▶ **What is required**: Continue the newspaper column excerpt on slang and the office goat, picking up right after its last line.

▶ **Page excerpt**:

WE’LL TELL THE PLEIADES SO.

Sir: “I’ll say she is,” “Don’t take it so hard,” “I’ll tell the world.” These, and other slangy explosives from our nursery, fell upon the sensitive auditory nerves of callers last evening. I am in a quandary, whether to complain to the missus or write a corrective letter to the children’s school teachers, for on the square some guy ought to bawl the kids out for fair about this rough stuff—it gets my goat. J. F. B.

Did you think “I’ll say so” was new slang? Well, it isn’t. You will find it in Sterne’s “Sentimental Journey.”

Formula for accepting a second cigar from a man whose taste in tobacco is poor: “Thank you; the courtesy is not all yours.”

[p 5]
]
A number of suicides are attributed to the impending conjunction of the planets and the menace of world-end. You can interest anybody in astronomy if you can establish for him a connection between his personal affairs and the movements of the stars.

WHERE ’VANGIE LIES.
Rondeau Sentimental to Evangeline, the Office Goat.

Where ’Vangie lies strown folios

Like Vallambrosan leaves repose,

The sad, the blithe, the quaint, the queer,

The good, the punk are scattered here—

A pile of poof in verse and prose.

Point localization data

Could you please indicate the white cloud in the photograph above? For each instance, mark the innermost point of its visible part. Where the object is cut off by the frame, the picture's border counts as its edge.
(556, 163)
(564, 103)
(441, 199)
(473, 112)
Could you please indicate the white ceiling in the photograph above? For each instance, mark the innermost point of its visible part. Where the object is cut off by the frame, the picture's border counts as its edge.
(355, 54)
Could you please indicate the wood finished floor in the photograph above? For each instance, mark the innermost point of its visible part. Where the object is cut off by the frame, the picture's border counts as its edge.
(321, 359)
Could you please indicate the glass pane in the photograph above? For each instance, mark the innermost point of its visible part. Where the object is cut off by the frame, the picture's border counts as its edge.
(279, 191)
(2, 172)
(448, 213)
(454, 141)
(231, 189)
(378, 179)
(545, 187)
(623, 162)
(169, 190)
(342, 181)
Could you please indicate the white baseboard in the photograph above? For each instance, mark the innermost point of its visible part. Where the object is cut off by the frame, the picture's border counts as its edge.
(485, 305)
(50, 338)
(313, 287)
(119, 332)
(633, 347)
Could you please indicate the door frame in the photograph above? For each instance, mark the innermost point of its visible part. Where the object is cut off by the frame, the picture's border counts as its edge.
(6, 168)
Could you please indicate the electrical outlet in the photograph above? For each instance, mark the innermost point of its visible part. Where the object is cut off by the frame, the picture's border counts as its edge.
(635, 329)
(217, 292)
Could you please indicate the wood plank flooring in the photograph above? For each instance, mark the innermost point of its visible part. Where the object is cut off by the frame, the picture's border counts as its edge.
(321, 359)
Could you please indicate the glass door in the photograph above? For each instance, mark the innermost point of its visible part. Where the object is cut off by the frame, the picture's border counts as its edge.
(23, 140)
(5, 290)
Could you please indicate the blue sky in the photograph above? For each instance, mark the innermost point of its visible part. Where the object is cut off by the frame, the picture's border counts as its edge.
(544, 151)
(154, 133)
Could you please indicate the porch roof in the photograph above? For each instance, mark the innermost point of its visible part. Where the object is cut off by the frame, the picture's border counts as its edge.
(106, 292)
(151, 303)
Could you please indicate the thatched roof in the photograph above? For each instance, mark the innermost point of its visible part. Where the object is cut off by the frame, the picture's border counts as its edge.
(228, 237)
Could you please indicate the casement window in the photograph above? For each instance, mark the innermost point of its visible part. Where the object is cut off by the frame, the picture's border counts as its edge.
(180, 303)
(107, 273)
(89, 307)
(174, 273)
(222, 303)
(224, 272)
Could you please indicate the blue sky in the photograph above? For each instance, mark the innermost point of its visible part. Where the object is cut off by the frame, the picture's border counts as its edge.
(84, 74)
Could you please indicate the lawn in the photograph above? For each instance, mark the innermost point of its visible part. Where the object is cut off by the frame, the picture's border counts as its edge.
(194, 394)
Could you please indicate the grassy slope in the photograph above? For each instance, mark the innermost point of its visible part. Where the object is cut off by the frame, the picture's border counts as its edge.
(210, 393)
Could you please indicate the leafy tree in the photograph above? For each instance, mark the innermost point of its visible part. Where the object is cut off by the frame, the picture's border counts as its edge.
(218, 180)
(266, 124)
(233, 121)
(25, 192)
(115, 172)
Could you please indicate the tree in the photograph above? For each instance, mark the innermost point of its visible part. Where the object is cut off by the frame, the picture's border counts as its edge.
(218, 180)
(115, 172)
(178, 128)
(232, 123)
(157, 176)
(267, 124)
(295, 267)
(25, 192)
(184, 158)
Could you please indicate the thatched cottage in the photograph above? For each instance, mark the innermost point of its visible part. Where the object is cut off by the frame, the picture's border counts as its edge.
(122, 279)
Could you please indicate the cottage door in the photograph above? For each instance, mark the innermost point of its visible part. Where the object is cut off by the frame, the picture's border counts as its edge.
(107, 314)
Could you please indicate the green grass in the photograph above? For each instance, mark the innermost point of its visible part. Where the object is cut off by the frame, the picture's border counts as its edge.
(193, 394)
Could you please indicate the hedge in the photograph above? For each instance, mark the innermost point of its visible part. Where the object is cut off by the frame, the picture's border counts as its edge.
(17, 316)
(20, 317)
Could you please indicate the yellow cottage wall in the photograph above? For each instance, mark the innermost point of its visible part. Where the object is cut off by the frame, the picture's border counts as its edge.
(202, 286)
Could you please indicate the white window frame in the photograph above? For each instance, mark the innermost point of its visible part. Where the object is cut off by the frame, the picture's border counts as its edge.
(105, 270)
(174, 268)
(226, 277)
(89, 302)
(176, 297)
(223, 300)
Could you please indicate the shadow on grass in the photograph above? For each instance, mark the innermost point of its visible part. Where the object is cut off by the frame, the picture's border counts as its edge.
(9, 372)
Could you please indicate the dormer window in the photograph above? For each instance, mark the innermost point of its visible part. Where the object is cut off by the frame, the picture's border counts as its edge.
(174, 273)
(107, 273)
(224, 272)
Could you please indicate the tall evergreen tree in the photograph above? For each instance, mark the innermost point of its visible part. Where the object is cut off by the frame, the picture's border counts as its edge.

▶ **Answer to the exercise**:
And none would guess, save him who strows,

How much transcendent genius goes

Unwept, unknown, into the smear

Where ’Vangie lies.

With every opening mail it snows

Till ’Vangie’s covered to her nose.

Forgetting that she is so near,

I sometimes kick her in the ear.

Then sundry piteous ba-a-a’s disclose

Where ’Vangie lies.

“This sale,” advertises a candid clothier, “lasts only so long as the goods last, and that won’t be very long.”

[p 6]
]
THE SECOND POST.
(Letter from an island caretaker.)

Dear Sir: Your letter came. Glad you bought a team of horses. Hilda is sick. She has diphtheria and she will die I think. Clara died this eve. She had it, too. We are quarantined. Five of Fisher’s family have got it. My wife is sick. She hain’t got it. If this thing gets worse we may have to get a doctor. Them trees are budding good. Everything is O. K.

Just as we started to light a pipe preparatory to filling this column, we were reminded of Whistler’s remark to a student who was smoking: “You should be very careful. You know you might get interested in your work and let your pipe go out.”

It is odd, and not uninteresting to students of the so-called human race, that a steamfitter or a manufacturer of suspenders who may not know the difference between the Declaration of Independence and the Constitution—who may not, indeed, know anything at all—is nevertheless a bubbly-fountain of political wisdom; whereas a writer for a newspaper is capable of emitting only drivel. This may be due to the greater opportunity for meditation enjoyed by suspender-makers and steamfitters.

[p 7]
]
Janesville’s Grand Hotel just blew itself on its Thanksgiving dinner. The menu included “Cheese a la Fromage.”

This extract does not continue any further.